- Opening Delimiter -

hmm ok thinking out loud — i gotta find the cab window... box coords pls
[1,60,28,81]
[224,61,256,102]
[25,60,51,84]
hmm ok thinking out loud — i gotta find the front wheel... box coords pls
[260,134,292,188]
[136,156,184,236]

- Closing Delimiter -

The answer should be nothing more than the lines from the one with "hmm ok thinking out loud — i gotta find the front" through the end of the entries, restated word for word.

Problem solution:
hmm ok thinking out loud — i gotta find the front wheel... box coords pls
[260,134,292,188]
[136,156,184,236]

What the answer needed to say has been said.